### COSA FARE:
(a) Ricopia dal testo proposto, parola per parola, tutto ciò che va da "La distinzione tra" fino a "o/e varare regolamenti.".
(b) Quali tipi di decreto vengono nominati nel testo proposto? Elencali tutti.

### TESTO PROPOSTO:

+--

Dalla democrazia parlamentare alla dittatura sanitaria

lunedì 20 aprile 2020


La distinzione tra decreto legge e decreto del presidente del Consiglio dei ministri non è roba da legulei. Mentre il primo deve essere convertito in legge entro sessanta giorni, e quindi esso si realizza sotto il controllo diretto del Parlamento, il citato dpcm non ha forza di legge, in quanto costituisce un mero atto amministrativo utilizzato di prassi per dare attuazione, al pari dei decreti ministeriali, a norme già esistenti o/e varare regolamenti.

Ebbene, il Governo in carica ha realizzato una compressione delle libertà costituzionali dei cittadini italiani proprio con un atto amministrativo, suscitando la piena riprovazione di autorevoli costituzionalisti del calibro di Sabino Cassese.

+--

### DATI:

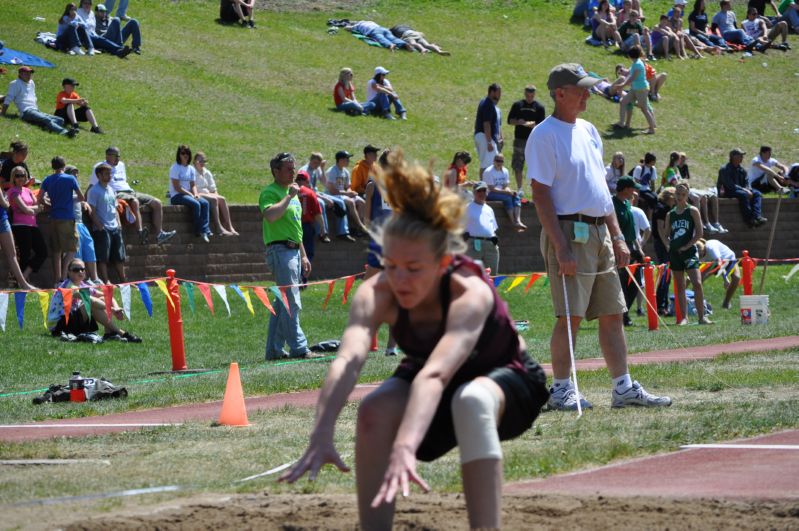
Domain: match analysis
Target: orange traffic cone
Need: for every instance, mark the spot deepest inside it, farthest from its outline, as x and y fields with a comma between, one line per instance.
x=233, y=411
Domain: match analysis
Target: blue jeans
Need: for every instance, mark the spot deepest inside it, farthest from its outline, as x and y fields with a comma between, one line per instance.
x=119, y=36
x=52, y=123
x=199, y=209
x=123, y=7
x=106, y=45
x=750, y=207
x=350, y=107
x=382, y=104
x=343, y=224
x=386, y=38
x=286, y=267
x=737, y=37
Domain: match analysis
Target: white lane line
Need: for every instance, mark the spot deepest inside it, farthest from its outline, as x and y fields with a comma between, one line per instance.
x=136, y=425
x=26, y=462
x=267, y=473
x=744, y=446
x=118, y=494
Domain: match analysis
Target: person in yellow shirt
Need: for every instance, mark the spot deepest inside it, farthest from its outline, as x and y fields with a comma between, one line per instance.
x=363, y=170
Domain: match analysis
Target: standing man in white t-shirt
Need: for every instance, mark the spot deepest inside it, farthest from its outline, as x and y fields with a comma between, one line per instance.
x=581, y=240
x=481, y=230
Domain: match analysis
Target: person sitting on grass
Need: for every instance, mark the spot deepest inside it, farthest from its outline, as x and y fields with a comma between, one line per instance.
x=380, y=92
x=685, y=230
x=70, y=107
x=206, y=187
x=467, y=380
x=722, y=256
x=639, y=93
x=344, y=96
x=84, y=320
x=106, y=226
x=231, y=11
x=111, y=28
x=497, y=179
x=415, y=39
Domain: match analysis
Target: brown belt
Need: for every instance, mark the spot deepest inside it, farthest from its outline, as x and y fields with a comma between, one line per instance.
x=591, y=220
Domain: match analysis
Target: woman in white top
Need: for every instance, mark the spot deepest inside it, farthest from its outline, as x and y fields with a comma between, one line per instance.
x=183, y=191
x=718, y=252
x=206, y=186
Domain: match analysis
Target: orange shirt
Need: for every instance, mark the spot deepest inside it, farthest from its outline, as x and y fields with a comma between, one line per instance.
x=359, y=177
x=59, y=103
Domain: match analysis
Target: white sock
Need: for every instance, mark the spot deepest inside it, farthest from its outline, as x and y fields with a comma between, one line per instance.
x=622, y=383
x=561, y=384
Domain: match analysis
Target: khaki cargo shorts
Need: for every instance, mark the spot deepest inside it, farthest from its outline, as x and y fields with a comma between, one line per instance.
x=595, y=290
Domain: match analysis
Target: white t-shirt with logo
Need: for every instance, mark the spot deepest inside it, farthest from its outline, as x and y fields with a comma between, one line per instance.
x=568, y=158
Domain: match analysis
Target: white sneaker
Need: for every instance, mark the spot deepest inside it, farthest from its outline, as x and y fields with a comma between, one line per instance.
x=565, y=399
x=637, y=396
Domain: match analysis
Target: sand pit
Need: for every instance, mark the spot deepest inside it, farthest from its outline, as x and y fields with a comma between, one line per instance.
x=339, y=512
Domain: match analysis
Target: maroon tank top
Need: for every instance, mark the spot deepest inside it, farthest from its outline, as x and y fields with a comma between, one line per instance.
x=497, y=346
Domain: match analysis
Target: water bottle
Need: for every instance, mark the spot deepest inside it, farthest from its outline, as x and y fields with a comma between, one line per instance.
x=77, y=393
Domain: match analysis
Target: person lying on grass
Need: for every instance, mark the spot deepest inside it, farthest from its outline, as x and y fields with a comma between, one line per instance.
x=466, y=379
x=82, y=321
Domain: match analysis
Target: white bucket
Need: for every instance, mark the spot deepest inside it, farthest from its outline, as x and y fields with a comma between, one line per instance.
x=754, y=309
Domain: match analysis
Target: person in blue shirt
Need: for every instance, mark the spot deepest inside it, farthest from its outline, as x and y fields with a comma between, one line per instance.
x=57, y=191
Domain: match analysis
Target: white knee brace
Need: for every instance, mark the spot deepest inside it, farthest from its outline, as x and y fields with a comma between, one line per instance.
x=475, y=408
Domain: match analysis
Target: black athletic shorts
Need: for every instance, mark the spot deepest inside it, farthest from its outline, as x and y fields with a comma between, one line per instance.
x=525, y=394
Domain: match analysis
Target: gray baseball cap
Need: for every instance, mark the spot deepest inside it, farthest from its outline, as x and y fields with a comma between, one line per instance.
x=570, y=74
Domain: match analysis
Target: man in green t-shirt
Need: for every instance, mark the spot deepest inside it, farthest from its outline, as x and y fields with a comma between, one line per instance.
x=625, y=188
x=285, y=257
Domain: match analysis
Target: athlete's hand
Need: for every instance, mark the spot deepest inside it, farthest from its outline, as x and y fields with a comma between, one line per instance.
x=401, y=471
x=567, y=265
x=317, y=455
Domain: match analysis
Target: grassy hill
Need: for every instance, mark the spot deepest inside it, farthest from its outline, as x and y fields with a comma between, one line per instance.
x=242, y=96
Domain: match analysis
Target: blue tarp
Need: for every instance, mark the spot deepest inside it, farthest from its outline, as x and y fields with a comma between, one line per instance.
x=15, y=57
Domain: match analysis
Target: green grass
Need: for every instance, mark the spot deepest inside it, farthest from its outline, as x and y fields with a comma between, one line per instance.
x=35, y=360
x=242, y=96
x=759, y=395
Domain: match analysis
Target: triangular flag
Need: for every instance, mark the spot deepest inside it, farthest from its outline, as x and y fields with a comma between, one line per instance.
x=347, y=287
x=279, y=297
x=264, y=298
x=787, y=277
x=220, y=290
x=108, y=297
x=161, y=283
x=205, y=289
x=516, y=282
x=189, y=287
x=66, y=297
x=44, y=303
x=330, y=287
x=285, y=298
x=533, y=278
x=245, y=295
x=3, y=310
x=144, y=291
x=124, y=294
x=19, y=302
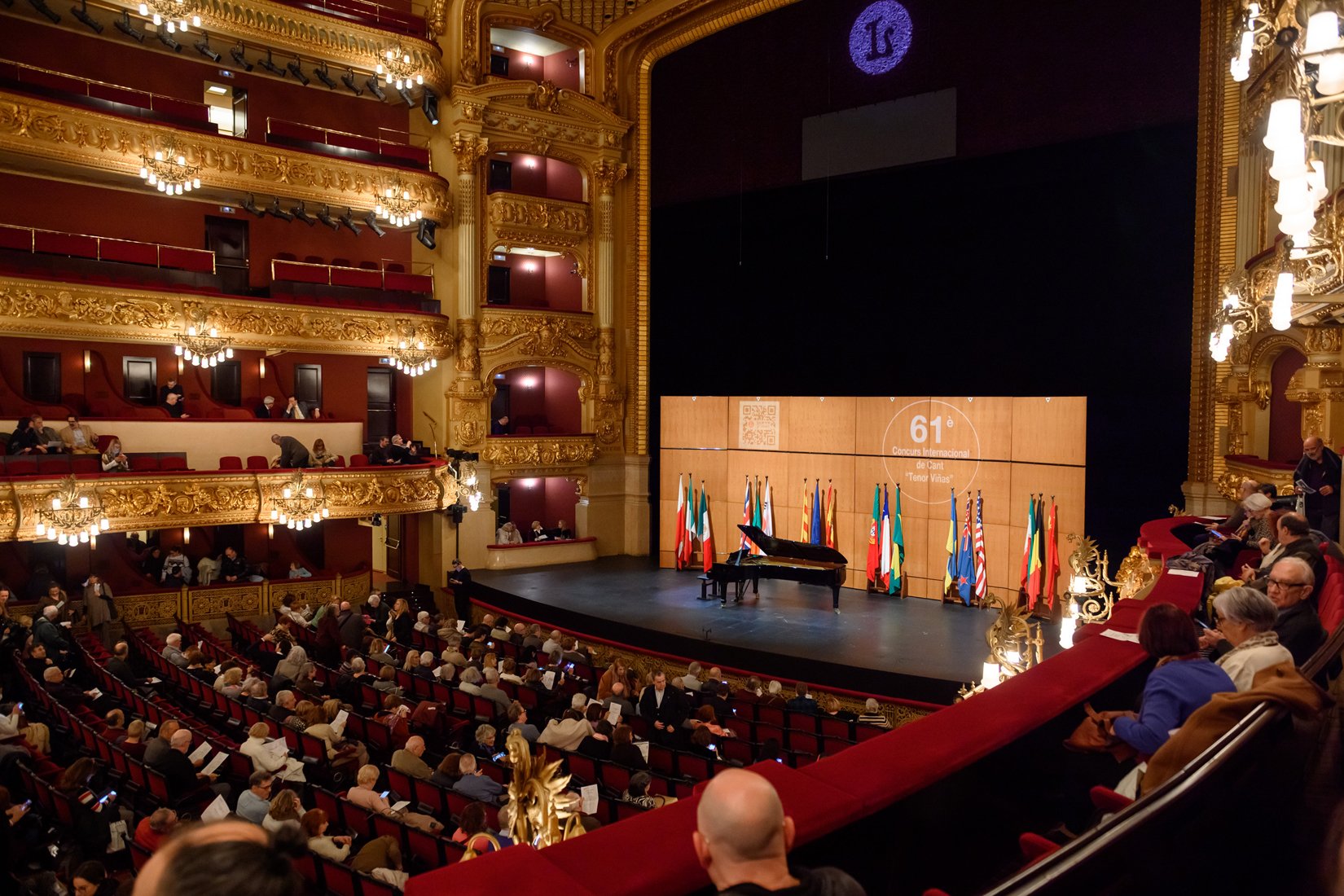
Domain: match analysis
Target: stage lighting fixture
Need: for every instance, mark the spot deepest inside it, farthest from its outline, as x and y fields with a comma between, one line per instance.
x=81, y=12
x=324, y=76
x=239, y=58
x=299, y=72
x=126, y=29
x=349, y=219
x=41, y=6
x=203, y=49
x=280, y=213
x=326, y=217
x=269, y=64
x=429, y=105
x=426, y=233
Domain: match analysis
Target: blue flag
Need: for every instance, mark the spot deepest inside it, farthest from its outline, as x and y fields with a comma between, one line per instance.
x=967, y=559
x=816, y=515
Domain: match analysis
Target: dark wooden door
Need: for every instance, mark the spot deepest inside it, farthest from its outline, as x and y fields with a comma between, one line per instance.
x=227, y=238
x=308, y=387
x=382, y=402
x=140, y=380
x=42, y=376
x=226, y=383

+--

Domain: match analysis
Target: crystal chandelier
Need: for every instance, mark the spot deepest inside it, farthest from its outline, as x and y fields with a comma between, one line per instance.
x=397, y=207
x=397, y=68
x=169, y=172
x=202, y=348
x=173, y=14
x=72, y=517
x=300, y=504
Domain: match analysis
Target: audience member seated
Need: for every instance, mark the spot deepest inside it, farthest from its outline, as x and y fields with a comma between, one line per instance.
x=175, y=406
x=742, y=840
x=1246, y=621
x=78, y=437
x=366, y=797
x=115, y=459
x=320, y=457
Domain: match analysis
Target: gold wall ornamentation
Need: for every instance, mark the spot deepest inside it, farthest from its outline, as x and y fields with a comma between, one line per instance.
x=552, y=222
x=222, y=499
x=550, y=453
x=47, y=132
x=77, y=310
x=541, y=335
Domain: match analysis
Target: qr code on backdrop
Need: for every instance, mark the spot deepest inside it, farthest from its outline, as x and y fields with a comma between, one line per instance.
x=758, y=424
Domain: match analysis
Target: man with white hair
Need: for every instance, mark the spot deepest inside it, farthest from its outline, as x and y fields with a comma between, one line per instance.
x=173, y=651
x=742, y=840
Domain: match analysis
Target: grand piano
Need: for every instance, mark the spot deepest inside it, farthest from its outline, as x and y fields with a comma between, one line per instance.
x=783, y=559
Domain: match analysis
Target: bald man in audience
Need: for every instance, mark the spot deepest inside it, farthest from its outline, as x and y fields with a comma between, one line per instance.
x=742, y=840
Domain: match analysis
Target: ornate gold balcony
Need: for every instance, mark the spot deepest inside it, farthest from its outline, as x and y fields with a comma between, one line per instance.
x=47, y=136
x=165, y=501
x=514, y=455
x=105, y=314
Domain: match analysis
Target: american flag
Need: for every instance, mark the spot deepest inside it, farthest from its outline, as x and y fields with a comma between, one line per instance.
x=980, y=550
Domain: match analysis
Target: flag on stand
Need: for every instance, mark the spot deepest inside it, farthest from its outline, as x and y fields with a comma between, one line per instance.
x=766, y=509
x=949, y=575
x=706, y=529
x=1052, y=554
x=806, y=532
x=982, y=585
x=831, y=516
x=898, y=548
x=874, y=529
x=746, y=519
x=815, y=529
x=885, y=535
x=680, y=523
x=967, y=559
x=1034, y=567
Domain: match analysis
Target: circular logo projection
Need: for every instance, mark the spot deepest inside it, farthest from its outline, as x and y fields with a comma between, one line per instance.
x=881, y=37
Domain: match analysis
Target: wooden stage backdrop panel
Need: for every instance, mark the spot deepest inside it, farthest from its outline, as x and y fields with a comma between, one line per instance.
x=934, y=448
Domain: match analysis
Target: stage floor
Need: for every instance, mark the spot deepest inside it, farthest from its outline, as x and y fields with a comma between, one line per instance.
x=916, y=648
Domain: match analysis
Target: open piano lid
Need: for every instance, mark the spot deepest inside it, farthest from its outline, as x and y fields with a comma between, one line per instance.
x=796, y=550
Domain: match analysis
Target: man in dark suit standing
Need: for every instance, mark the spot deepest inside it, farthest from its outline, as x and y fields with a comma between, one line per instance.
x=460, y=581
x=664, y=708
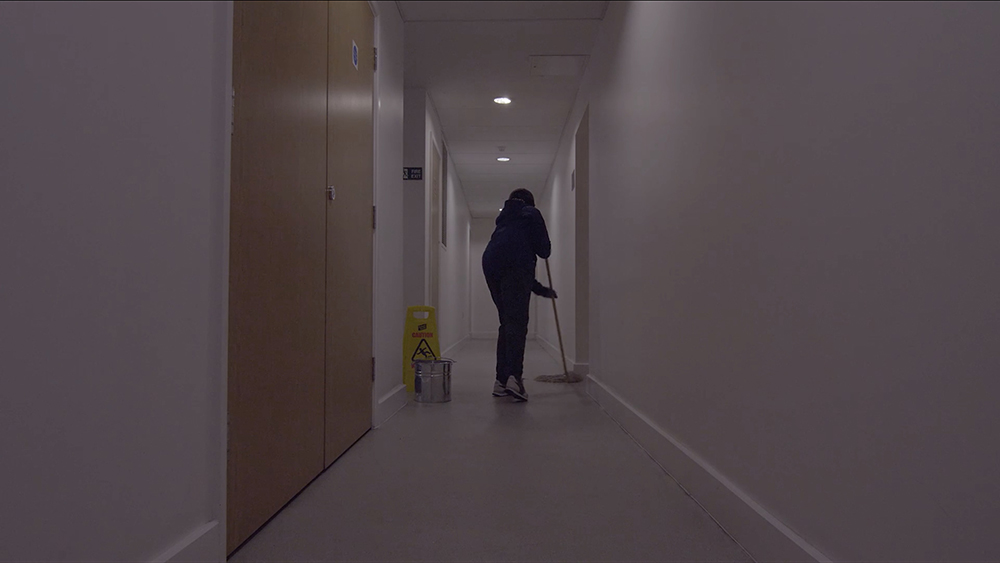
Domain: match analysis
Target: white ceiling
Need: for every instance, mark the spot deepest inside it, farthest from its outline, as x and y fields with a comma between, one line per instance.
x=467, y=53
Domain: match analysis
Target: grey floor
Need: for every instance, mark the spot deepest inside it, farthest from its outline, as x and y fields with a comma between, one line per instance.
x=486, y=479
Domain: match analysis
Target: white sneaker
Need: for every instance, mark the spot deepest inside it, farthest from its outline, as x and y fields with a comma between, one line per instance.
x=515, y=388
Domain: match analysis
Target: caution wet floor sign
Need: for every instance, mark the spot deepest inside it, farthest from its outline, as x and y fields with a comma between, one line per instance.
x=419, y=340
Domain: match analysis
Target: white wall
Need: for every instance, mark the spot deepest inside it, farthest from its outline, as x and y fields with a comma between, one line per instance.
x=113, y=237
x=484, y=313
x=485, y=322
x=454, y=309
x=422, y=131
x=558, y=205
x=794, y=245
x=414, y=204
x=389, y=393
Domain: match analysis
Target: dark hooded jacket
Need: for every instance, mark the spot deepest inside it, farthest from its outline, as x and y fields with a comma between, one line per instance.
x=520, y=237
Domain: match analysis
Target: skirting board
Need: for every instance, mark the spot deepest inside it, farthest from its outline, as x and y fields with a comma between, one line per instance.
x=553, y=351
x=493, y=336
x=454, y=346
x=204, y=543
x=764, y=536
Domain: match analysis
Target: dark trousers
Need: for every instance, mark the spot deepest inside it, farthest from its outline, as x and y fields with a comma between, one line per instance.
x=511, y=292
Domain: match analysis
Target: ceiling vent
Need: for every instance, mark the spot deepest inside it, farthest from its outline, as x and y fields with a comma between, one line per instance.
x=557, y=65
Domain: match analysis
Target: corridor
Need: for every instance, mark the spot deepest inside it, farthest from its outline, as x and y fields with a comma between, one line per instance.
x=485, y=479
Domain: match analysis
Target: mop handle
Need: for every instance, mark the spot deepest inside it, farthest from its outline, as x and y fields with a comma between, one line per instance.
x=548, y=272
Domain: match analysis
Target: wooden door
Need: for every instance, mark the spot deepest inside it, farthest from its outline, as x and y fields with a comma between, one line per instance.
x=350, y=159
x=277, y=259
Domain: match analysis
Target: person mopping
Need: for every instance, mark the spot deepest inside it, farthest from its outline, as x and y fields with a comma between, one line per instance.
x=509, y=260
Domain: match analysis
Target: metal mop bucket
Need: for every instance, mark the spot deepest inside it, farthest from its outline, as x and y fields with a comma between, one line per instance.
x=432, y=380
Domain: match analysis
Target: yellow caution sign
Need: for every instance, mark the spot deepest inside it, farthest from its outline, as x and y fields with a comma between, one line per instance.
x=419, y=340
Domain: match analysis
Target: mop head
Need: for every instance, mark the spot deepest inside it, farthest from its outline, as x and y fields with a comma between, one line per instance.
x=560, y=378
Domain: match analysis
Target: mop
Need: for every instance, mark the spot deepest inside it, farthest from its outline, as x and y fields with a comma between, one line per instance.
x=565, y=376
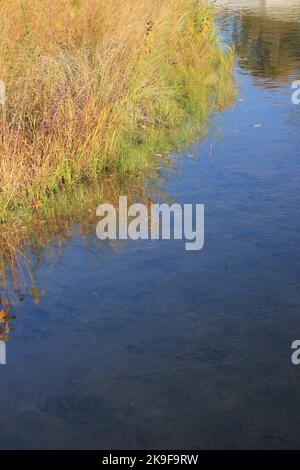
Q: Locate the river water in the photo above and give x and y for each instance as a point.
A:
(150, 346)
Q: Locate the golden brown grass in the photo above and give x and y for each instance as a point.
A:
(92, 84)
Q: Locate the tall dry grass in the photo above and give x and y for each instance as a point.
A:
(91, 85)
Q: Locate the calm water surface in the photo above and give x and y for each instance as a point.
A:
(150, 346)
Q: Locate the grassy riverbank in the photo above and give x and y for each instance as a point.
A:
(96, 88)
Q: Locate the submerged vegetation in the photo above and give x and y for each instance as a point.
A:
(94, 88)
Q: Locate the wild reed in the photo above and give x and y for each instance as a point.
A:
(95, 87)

+--

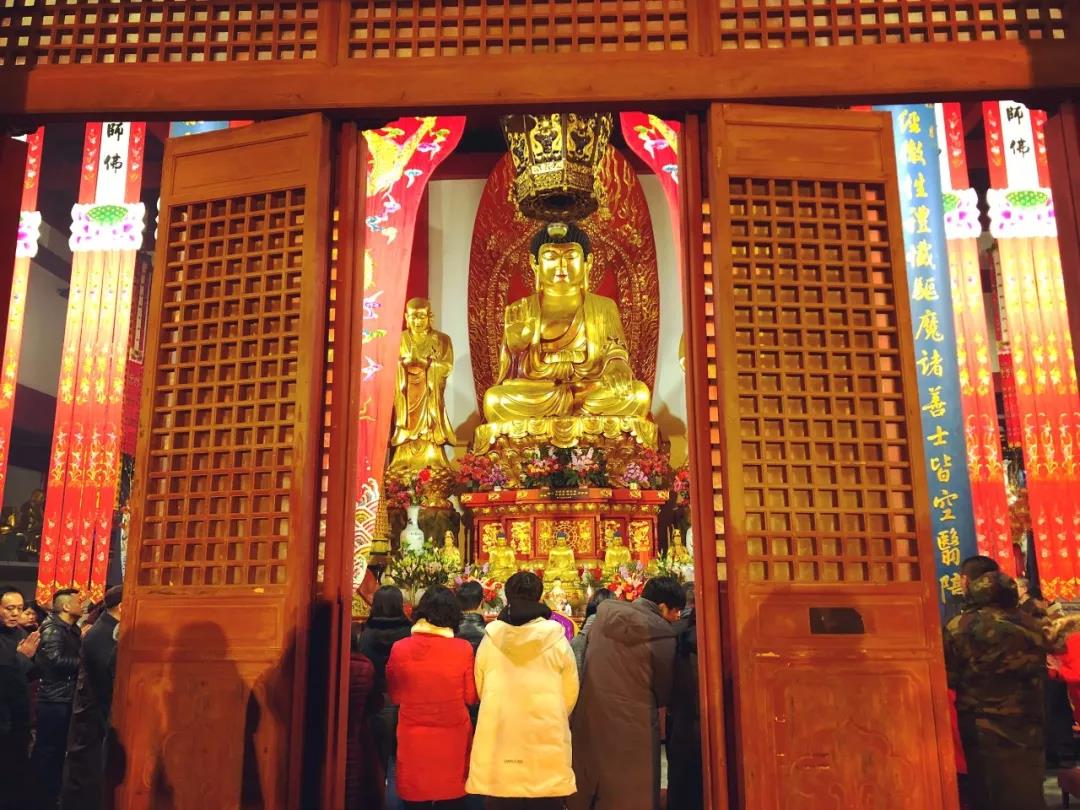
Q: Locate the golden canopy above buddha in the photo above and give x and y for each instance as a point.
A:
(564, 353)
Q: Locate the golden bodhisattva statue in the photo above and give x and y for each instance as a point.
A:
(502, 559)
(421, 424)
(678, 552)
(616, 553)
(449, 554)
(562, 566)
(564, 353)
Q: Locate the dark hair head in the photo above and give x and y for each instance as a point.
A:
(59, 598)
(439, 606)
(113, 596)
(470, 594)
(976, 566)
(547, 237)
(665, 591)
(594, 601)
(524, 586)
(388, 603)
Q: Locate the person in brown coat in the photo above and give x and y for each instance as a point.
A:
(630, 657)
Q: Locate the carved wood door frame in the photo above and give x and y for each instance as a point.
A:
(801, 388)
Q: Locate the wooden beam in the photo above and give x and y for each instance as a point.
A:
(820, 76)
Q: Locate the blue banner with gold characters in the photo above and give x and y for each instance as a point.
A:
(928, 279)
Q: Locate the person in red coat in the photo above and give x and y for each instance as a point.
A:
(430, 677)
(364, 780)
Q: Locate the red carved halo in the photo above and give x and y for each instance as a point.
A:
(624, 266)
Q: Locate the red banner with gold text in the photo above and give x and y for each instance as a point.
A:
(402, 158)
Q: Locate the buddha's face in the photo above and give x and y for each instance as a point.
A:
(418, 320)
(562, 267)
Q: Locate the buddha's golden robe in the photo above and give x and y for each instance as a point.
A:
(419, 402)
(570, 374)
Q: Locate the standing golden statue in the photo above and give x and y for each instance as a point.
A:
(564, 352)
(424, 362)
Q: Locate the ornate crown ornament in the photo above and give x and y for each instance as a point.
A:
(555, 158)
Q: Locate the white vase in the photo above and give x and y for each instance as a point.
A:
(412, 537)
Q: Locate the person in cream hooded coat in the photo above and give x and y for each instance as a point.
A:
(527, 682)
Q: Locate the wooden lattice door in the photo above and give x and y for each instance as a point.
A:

+--

### SOLUZIONI:
(a)
La distinzione tra decreto legge e decreto del presidente del Consiglio dei ministri non è roba da legulei. Mentre il primo deve essere convertito in legge entro sessanta giorni, e quindi esso si realizza sotto il controllo diretto del Parlamento, il citato dpcm non ha forza di legge, in quanto costituisce un mero atto amministrativo utilizzato di prassi per dare attuazione, al pari dei decreti ministeriali, a norme già esistenti o/e varare regolamenti.

(b)
- decreto legge
- decreto del presidente del Consiglio dei ministri (dpcm)
- decreti ministeriali